--- Referring expression data ---
# # # # #

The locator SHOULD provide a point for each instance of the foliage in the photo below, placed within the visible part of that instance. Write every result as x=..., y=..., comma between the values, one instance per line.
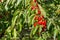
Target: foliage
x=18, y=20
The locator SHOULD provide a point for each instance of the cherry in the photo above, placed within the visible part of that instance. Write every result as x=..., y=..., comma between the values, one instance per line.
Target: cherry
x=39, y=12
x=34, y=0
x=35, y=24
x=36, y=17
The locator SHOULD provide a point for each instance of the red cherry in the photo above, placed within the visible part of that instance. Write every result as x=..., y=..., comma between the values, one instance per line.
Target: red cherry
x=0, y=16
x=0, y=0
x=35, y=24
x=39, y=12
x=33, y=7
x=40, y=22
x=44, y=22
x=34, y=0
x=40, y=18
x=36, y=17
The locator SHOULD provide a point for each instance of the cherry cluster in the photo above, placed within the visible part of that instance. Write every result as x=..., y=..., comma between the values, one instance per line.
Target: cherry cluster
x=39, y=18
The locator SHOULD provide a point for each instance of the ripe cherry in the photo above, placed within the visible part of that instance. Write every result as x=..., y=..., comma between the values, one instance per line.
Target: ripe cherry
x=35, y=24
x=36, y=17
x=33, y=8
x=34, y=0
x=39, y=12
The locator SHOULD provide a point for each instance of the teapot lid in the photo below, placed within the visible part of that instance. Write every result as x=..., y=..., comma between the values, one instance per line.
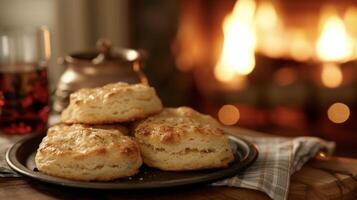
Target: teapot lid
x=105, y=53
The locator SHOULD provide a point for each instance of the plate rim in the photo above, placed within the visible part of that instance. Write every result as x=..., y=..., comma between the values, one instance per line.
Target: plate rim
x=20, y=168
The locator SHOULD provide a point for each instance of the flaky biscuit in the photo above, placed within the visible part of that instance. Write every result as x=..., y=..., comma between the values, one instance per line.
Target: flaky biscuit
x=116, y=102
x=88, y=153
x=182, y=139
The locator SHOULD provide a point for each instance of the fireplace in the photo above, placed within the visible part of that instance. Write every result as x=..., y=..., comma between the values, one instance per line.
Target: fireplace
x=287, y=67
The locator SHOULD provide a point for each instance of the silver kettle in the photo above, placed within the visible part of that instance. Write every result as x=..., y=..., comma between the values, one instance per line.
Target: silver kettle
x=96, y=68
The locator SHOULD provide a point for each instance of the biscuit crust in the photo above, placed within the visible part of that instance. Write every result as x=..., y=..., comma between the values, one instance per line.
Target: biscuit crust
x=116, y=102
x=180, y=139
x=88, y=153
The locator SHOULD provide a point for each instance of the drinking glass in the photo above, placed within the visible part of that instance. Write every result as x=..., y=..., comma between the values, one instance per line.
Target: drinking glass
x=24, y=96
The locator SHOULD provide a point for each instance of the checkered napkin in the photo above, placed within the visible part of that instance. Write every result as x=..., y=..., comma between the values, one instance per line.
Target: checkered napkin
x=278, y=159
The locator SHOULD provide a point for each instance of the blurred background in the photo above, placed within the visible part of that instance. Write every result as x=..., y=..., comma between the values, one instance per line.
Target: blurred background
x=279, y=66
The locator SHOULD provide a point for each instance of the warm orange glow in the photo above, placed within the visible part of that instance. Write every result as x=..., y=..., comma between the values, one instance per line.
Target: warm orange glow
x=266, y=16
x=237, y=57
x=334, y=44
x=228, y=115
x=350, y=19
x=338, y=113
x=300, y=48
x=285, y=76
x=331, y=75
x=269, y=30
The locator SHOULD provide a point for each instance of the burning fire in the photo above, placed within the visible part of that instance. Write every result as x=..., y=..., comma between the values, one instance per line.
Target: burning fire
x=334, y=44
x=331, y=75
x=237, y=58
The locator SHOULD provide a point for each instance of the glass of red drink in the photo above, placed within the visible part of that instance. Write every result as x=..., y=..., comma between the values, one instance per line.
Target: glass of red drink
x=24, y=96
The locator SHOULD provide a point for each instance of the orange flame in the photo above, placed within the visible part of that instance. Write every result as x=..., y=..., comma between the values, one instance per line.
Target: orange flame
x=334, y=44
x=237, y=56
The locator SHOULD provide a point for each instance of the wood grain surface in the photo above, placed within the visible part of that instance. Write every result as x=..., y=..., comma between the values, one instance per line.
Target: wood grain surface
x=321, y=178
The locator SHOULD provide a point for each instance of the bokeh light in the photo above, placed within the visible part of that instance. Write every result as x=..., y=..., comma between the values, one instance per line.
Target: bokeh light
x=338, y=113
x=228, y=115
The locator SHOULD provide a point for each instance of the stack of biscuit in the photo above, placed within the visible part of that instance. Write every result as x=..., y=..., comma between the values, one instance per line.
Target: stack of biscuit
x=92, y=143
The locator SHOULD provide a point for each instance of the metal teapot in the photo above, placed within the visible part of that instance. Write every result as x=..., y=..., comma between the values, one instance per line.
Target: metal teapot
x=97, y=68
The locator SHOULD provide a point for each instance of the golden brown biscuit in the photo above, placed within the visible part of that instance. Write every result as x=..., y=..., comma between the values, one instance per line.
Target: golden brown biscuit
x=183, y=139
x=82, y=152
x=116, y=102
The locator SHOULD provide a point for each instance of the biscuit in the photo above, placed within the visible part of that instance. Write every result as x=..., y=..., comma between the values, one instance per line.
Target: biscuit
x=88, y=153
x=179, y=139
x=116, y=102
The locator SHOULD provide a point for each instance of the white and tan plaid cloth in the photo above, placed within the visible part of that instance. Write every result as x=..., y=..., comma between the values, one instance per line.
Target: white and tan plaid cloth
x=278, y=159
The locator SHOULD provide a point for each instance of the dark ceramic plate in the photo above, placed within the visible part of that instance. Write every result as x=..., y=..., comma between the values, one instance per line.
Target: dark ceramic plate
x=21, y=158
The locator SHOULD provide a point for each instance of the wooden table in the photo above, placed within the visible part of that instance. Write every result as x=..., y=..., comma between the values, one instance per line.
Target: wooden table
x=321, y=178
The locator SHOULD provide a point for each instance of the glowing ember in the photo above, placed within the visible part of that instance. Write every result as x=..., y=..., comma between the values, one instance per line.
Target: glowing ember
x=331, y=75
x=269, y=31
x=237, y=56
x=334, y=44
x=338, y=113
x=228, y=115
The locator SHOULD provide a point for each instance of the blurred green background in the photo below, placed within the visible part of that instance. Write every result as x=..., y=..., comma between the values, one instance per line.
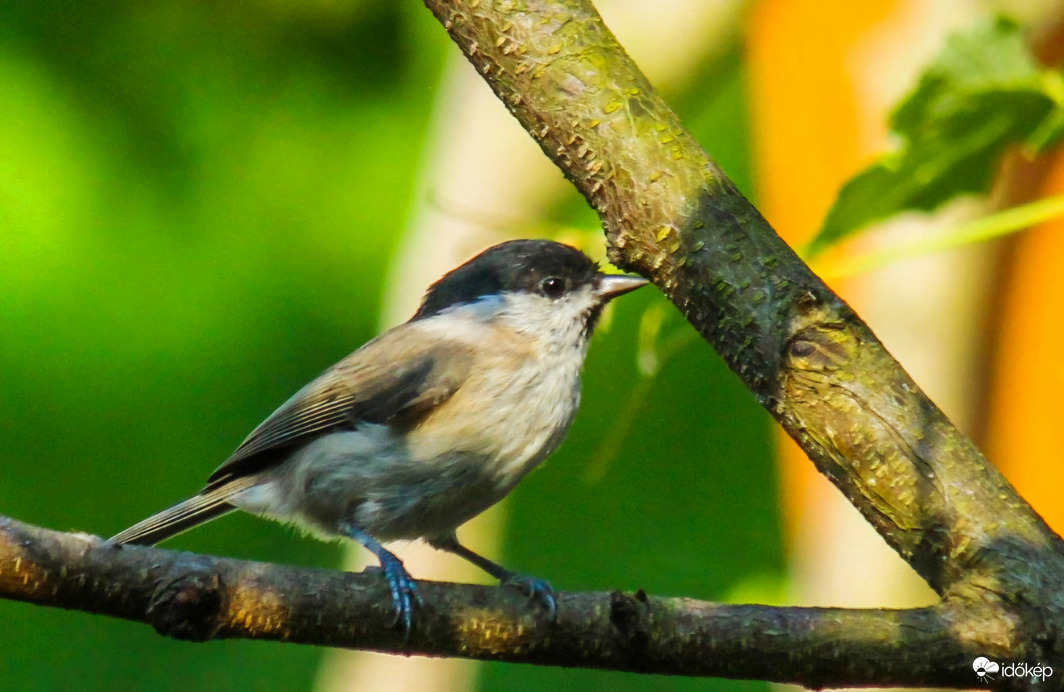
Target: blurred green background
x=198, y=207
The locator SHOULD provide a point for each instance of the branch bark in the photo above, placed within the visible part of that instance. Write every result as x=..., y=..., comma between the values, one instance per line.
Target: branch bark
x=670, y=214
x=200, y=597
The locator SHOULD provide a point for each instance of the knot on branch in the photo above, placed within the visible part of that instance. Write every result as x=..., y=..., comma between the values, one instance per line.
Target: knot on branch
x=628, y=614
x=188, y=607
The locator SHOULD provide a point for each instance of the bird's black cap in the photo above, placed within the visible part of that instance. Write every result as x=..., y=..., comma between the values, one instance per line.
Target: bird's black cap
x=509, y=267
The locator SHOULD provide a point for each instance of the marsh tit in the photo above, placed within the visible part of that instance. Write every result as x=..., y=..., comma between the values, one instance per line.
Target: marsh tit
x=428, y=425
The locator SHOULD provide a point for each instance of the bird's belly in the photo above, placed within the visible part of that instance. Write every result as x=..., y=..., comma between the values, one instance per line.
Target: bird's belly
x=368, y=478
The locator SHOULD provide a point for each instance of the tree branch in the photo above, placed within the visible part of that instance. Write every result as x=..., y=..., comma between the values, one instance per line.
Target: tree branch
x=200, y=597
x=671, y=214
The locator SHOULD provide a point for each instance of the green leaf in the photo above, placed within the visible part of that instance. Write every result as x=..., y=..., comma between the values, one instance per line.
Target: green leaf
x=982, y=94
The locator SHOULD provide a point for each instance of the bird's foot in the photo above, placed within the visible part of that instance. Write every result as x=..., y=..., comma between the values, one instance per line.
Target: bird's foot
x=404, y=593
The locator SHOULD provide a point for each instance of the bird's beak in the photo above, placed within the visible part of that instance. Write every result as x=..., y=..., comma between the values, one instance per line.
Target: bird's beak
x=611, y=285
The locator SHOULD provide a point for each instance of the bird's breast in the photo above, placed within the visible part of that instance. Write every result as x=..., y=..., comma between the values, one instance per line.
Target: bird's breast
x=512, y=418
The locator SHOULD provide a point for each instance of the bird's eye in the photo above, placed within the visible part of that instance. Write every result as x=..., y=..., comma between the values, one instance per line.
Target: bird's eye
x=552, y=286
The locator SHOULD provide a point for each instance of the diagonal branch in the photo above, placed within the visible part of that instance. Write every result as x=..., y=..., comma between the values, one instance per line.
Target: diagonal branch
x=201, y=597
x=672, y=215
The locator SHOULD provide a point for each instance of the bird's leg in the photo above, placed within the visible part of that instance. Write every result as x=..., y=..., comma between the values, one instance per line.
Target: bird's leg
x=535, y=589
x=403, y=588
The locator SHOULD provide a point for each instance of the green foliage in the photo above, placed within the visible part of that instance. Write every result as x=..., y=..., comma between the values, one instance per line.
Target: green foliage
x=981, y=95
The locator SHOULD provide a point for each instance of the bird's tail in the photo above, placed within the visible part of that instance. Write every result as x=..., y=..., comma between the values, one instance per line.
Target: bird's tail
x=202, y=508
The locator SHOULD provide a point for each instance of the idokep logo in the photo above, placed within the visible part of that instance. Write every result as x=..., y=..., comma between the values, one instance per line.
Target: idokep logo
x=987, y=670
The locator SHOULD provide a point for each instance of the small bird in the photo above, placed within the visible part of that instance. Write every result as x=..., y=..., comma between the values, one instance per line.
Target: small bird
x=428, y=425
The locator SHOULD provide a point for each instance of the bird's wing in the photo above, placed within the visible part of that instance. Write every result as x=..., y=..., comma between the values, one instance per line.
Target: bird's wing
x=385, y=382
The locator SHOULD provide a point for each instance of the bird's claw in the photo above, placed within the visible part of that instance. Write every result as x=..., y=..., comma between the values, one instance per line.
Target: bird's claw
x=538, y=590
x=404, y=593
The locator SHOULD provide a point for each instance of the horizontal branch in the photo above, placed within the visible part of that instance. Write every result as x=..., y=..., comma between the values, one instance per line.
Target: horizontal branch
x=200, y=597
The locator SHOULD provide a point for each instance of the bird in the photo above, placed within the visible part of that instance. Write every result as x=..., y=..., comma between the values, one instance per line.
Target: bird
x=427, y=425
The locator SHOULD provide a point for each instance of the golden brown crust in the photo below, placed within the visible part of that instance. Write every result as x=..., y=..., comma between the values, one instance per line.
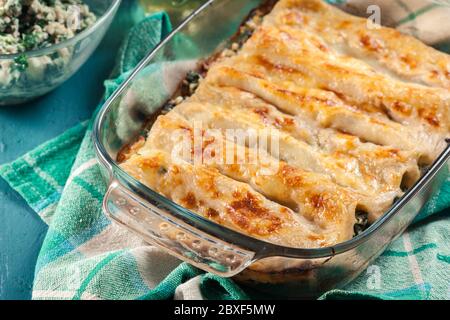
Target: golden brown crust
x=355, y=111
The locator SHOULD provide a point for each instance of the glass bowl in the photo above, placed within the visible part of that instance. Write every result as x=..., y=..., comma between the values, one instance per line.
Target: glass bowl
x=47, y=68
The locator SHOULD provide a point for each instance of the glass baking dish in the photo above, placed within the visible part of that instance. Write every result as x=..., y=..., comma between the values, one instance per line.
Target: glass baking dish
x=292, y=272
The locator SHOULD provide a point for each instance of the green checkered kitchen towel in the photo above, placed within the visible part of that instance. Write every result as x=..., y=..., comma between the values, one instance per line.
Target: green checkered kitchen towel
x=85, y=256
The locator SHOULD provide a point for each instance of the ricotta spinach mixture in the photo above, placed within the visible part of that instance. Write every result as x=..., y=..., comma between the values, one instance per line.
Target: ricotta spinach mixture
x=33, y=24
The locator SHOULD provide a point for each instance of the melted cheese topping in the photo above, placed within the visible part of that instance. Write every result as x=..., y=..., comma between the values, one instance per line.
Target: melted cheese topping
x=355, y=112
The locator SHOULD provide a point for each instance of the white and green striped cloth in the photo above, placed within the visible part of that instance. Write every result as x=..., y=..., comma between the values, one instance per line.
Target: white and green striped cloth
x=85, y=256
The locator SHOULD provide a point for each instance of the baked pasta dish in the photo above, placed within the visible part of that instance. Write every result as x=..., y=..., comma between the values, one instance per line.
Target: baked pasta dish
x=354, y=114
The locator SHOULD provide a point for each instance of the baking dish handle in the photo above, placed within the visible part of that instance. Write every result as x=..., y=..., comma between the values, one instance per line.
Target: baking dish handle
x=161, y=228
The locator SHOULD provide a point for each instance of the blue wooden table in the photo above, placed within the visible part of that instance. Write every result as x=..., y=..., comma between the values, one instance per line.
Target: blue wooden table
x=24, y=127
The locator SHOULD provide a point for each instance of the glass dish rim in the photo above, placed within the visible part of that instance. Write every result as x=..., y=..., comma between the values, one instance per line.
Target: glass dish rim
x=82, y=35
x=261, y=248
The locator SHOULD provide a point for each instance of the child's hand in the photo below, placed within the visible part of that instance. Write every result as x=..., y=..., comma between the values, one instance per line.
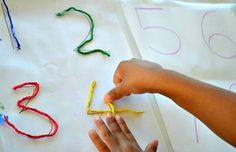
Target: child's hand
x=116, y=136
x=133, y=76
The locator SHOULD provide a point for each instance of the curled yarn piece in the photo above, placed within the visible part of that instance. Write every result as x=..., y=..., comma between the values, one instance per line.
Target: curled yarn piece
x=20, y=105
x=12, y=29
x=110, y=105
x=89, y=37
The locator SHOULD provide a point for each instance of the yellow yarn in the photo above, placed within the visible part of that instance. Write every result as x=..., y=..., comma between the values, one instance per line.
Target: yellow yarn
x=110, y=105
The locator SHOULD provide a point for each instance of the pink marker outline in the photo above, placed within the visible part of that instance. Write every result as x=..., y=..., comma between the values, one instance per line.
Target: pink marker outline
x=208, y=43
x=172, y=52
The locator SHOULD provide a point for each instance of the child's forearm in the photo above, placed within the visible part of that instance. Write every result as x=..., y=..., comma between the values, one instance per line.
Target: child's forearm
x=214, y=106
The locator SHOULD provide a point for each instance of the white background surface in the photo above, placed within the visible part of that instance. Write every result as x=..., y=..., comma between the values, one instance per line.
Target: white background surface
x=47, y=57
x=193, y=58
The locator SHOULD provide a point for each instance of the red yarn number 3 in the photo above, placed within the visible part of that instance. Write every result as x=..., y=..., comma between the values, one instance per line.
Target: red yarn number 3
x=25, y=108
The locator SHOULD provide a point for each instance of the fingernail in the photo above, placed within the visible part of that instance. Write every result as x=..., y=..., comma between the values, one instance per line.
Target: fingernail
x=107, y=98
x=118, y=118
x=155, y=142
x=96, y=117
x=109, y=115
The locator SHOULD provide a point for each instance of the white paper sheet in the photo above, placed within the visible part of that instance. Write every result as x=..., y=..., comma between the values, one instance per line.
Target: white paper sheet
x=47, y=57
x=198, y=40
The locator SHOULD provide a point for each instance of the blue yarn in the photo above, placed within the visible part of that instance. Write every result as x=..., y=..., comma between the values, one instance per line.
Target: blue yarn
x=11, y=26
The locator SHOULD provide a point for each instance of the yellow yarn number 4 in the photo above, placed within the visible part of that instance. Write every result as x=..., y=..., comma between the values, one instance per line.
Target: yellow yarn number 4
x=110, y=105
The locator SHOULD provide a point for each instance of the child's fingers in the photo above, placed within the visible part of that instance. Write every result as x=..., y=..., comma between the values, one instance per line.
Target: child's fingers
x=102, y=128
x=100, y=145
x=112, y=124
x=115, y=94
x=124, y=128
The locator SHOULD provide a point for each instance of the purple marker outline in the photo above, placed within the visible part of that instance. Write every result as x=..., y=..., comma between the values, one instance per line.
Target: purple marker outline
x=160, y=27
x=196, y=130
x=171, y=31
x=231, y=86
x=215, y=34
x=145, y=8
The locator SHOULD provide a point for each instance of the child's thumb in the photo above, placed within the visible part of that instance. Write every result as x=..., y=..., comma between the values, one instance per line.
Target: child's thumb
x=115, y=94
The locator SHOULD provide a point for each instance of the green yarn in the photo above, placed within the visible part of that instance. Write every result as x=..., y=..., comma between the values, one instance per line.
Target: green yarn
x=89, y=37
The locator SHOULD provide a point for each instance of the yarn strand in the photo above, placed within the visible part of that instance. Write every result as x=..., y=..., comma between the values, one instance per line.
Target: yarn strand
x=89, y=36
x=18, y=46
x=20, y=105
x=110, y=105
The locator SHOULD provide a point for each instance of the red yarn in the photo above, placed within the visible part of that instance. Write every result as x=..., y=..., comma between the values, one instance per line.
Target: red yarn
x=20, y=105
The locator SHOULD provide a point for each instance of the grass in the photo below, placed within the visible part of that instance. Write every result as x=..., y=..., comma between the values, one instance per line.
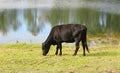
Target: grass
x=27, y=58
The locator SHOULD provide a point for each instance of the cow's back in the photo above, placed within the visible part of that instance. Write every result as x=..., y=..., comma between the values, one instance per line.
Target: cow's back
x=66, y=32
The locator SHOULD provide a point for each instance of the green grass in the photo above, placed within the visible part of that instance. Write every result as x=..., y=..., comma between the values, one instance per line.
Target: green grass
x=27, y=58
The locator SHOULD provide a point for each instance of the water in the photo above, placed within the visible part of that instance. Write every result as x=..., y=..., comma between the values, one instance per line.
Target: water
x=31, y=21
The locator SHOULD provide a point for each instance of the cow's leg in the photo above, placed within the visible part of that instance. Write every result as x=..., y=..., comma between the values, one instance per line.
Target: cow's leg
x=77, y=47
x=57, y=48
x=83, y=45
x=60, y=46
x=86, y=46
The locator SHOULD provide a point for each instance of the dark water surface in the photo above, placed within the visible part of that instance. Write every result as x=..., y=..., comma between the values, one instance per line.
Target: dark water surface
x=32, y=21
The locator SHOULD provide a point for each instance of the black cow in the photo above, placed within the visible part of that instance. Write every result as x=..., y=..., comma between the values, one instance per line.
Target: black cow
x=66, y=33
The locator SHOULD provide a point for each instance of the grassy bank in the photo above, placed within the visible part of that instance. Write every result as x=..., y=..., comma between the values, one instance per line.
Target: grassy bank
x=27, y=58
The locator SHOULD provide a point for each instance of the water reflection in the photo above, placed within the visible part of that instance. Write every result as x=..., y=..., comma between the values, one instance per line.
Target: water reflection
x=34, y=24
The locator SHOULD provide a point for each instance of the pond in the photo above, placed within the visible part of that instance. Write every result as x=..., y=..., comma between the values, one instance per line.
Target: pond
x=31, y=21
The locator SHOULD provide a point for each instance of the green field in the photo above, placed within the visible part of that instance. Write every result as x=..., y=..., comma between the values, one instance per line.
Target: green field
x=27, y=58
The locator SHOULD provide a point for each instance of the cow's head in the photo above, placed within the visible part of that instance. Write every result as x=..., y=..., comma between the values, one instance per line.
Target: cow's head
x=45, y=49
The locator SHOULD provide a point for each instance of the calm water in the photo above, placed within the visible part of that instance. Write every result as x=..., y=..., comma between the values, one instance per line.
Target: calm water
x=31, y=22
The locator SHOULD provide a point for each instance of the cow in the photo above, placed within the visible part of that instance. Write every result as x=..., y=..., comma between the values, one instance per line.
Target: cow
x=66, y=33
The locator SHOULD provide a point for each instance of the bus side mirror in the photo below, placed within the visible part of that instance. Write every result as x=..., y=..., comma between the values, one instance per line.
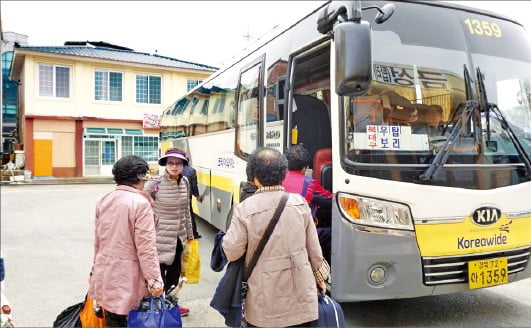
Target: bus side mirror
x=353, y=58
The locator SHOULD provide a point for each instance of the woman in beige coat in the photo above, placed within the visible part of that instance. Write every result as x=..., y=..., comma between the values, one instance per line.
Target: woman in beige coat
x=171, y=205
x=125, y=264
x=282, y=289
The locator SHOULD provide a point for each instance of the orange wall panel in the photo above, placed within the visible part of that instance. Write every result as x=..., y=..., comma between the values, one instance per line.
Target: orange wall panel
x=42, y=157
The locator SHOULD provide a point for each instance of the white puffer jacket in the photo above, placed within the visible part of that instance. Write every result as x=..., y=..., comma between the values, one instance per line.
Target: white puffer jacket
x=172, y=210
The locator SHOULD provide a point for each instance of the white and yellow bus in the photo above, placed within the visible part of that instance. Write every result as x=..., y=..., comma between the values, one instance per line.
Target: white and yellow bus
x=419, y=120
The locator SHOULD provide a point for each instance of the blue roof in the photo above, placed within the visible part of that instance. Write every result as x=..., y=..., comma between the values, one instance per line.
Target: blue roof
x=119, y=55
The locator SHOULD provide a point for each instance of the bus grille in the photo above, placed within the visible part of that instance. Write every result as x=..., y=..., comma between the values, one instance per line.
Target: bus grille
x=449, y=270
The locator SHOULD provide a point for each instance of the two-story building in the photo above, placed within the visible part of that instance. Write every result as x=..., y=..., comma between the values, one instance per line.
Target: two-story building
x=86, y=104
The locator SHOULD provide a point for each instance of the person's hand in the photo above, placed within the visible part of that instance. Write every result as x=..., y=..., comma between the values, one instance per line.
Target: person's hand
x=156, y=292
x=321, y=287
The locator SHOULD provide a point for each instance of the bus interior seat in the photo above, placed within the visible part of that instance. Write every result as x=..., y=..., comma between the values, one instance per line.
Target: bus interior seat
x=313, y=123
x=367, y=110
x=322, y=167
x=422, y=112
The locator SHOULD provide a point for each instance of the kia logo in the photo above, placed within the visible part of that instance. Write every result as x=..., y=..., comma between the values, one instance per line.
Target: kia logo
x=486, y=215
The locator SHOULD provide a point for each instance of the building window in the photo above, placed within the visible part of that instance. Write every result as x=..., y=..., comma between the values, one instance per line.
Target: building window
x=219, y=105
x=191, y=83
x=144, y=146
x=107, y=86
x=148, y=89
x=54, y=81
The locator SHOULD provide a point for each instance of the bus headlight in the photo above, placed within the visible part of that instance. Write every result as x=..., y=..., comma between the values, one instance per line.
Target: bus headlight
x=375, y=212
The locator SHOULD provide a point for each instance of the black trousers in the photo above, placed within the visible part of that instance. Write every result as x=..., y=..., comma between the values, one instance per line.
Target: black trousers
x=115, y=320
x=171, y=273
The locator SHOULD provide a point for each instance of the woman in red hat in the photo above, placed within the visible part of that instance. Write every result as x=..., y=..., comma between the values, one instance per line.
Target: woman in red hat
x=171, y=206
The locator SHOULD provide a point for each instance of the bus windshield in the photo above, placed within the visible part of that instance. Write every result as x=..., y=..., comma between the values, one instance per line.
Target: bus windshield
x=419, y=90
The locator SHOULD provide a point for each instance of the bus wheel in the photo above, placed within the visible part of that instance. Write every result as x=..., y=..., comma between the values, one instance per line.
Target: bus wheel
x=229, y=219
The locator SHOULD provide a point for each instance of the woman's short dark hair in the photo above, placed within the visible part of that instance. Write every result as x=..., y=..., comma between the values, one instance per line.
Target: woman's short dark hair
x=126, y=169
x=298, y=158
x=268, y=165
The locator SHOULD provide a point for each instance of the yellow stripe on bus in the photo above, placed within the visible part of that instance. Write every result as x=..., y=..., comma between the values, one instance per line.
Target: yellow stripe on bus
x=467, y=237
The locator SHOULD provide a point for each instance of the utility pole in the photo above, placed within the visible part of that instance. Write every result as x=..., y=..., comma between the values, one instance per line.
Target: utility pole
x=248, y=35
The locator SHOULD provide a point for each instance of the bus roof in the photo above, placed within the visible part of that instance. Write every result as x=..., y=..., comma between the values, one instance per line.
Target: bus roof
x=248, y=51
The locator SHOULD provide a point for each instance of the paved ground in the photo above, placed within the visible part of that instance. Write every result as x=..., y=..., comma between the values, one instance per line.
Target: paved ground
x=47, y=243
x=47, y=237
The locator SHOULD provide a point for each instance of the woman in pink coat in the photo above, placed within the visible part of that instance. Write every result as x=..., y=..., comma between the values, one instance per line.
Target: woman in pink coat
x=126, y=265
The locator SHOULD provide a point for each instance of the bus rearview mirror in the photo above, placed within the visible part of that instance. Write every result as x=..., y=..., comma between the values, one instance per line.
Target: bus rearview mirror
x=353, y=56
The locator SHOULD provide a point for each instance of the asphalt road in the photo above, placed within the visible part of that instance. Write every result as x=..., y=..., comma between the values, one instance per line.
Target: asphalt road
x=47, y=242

# # # # #

--- Requirement ---
Restate, word for word, the final stretch of the entries above: the line containing "Target: bus rearview mirror" and every line after it, up to and including the last.

--- Exercise answer ---
Target: bus rearview mirror
x=353, y=56
The locator SHOULD provide a point for each instance of the asphalt road in the photo above, placed within the visible part of that instance. Write every result as x=..., y=..., comma between the values, one instance per line.
Target: asphalt road
x=47, y=242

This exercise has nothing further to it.